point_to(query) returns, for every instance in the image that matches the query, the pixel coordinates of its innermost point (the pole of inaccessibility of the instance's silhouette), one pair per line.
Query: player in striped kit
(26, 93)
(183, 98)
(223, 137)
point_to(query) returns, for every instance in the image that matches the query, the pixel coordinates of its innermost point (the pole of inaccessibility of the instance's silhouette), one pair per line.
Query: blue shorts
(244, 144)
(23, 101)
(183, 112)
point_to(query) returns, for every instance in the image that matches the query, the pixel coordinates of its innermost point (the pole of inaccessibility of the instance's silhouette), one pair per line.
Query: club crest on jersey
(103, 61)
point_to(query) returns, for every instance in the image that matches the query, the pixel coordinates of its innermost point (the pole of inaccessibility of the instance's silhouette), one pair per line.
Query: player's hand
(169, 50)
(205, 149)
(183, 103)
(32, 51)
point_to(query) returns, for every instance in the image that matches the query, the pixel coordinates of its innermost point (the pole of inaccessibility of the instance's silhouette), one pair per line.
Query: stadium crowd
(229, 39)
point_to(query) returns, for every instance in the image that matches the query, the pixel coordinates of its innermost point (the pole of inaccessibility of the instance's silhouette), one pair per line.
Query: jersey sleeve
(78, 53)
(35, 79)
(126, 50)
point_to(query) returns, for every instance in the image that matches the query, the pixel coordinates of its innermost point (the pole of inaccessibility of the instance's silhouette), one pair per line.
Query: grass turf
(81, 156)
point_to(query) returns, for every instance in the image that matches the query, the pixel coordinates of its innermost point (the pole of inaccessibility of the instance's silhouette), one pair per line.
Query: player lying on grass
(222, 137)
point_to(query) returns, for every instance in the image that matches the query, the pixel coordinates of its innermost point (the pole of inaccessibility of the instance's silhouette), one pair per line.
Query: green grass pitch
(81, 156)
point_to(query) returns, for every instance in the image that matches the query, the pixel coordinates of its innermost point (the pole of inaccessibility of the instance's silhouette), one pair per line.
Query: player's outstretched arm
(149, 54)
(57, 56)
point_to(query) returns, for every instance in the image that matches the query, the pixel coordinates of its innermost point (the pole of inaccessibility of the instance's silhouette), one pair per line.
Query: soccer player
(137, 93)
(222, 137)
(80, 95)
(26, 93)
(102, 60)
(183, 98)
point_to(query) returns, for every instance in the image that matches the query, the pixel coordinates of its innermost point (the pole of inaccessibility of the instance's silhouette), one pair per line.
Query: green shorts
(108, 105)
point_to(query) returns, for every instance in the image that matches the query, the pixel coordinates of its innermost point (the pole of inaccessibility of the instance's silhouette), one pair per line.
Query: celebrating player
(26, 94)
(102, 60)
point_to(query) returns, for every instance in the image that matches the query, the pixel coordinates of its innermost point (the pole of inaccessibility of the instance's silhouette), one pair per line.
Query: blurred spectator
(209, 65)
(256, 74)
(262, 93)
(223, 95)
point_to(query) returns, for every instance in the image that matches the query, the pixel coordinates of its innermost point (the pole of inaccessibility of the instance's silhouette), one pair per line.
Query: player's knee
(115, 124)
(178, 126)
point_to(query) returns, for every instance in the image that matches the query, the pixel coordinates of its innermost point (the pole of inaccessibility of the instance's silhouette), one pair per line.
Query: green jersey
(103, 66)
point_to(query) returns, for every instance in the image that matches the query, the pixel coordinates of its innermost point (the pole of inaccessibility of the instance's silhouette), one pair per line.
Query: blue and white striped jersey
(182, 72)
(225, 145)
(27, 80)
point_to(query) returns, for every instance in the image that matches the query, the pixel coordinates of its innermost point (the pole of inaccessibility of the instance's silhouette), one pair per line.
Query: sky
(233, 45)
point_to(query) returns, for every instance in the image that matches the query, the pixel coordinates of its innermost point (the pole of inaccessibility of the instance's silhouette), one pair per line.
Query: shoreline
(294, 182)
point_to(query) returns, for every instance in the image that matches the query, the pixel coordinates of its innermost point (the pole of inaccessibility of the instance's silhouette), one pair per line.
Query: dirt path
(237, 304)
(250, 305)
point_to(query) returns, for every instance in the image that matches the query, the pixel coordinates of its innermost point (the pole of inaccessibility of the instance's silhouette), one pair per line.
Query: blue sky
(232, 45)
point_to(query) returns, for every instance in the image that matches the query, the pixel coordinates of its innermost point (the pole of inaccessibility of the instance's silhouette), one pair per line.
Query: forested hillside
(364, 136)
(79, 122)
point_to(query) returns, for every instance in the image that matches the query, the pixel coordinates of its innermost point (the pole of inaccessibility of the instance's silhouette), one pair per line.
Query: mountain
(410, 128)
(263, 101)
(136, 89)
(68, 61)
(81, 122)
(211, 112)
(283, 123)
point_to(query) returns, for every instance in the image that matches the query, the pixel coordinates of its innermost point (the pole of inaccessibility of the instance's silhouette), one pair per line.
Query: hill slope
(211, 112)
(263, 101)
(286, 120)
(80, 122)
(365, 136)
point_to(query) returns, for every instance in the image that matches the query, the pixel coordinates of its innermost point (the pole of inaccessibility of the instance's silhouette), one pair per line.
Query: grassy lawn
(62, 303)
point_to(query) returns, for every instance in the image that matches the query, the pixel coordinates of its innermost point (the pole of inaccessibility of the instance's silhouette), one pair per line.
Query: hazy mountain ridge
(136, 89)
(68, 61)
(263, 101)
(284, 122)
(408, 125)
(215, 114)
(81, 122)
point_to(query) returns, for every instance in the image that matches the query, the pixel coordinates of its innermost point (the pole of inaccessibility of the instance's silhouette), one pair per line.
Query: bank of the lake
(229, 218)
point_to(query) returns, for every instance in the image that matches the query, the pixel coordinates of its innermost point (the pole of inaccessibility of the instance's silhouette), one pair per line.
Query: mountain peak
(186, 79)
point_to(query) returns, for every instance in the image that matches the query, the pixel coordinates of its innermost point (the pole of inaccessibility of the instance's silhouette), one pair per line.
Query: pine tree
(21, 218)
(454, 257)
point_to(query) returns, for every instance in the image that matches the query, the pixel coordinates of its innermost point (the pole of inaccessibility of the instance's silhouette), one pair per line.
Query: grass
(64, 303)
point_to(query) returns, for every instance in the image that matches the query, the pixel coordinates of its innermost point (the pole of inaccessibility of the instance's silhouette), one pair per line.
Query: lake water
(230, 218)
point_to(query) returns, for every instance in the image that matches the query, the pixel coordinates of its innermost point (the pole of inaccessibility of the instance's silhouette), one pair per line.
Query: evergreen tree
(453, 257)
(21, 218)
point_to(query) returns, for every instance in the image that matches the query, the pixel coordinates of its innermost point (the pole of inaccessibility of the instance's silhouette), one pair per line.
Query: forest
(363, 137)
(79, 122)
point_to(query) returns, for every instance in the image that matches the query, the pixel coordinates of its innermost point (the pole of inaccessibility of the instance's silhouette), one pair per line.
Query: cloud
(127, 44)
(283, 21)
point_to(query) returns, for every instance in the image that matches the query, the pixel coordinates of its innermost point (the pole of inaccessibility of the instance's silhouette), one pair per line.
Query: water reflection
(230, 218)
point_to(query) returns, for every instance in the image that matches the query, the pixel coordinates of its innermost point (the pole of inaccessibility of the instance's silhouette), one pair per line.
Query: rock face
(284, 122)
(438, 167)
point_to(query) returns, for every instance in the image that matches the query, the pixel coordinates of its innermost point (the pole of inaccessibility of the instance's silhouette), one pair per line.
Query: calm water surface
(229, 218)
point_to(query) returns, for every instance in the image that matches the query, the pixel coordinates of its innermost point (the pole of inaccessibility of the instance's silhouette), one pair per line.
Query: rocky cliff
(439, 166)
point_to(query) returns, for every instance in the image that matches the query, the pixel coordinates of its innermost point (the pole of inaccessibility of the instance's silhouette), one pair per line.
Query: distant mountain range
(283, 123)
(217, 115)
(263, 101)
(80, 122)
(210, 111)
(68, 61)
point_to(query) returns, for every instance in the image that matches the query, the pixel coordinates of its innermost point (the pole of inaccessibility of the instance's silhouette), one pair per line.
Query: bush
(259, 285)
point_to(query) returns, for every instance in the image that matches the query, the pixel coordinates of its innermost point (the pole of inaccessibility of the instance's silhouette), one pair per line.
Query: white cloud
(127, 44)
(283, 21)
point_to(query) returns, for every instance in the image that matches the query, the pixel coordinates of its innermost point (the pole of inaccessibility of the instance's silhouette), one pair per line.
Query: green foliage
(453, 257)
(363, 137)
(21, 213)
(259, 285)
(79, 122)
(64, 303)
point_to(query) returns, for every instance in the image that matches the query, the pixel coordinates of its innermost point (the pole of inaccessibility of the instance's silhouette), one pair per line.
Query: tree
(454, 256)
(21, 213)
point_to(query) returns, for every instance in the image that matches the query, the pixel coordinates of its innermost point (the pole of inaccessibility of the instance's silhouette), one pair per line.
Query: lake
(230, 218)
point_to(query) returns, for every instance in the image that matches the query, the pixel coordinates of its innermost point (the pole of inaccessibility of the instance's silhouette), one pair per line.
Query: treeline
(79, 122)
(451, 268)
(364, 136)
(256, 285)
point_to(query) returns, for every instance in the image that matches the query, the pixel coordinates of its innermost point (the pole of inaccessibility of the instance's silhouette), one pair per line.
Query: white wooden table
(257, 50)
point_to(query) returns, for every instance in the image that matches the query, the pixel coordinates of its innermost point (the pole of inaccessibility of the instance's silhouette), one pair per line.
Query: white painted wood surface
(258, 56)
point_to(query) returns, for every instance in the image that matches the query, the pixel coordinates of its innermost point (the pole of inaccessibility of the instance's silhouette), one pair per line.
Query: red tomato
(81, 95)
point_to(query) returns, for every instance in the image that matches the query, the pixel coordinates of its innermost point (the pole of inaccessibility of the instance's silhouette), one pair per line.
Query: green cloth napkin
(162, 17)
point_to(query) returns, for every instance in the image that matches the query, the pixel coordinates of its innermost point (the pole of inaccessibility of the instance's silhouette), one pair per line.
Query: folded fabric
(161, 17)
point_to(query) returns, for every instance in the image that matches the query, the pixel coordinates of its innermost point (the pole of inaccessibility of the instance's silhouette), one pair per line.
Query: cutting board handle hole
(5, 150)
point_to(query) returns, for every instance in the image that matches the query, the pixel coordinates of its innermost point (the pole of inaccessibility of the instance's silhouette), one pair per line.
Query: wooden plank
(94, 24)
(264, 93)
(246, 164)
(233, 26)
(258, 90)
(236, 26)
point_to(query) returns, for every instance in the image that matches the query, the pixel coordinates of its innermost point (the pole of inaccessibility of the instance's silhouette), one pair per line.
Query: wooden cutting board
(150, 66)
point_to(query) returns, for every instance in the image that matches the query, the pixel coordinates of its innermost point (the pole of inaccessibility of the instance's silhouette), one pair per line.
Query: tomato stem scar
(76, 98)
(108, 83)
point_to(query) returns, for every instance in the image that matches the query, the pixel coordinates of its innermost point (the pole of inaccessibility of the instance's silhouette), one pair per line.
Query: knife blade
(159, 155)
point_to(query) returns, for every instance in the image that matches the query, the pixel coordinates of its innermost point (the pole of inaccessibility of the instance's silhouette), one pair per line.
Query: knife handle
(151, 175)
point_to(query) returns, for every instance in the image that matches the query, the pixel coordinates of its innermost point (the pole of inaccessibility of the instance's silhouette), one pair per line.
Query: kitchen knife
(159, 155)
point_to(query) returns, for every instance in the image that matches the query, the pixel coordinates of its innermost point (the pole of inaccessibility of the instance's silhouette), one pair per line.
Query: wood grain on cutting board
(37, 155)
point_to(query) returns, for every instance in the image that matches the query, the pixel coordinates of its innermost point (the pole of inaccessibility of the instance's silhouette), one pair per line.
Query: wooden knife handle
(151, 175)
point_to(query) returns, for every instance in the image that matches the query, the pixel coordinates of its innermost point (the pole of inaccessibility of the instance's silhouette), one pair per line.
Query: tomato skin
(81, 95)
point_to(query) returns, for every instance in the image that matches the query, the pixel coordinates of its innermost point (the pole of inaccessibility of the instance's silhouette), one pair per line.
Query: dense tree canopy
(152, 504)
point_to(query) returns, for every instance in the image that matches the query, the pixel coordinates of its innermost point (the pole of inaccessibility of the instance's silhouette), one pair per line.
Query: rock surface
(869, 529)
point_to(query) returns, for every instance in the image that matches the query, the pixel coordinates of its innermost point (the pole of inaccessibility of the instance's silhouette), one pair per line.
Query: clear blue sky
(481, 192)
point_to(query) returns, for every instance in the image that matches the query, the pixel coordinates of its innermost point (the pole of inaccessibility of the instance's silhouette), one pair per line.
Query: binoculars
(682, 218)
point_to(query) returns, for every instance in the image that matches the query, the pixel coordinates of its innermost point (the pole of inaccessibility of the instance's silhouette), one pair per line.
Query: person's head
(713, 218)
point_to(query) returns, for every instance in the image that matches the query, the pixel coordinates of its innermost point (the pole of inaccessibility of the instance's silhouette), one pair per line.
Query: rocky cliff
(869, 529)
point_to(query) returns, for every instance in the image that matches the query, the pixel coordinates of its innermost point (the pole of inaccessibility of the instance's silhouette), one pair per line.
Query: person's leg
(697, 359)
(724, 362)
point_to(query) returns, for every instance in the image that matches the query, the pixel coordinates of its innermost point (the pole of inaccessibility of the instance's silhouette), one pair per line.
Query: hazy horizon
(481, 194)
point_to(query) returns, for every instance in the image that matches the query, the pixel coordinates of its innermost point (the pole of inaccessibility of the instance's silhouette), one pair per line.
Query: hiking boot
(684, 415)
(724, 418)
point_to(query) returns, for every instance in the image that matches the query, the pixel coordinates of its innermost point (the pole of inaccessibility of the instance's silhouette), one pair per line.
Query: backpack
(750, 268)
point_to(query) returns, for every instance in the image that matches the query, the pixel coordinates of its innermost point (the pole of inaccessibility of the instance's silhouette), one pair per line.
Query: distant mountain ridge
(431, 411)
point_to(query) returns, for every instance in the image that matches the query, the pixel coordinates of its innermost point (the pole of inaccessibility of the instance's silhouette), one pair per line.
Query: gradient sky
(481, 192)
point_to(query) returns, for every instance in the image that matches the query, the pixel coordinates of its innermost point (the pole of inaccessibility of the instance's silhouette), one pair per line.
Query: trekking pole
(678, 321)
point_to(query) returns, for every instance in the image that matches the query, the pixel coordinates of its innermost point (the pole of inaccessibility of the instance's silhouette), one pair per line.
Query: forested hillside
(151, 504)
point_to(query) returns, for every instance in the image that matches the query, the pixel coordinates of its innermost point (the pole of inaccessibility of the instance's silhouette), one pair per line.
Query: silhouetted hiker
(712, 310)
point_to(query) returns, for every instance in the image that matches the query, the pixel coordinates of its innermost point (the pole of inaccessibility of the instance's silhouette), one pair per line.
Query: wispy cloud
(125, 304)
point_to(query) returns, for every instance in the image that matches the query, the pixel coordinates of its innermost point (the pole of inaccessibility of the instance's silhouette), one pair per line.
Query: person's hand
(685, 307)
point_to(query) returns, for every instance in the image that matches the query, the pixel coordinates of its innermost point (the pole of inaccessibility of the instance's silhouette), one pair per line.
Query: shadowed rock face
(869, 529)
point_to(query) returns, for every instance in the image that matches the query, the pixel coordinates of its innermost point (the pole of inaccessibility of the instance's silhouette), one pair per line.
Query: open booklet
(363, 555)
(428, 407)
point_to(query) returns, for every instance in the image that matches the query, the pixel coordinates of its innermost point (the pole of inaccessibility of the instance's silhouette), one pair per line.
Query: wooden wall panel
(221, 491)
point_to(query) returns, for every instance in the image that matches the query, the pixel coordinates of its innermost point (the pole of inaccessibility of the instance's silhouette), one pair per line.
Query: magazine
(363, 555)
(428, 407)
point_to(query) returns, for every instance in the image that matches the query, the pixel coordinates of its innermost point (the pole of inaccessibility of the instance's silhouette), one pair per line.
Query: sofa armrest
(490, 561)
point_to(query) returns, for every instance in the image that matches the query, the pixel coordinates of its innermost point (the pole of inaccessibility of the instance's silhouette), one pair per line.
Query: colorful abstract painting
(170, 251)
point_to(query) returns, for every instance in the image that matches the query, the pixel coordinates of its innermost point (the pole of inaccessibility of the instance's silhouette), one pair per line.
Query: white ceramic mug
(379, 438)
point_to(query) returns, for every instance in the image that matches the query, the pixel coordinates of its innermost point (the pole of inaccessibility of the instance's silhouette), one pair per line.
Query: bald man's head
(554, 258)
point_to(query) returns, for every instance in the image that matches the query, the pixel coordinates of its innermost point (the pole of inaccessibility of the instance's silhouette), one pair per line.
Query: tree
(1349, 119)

________________________

> _DESCRIPTION OF THE TASK_: Collect every line of the records above that contains the word "lake", copying each one in full.

> _REPLY TO THE TASK_:
Query: bank of the lake
Query: lake water
Query: lake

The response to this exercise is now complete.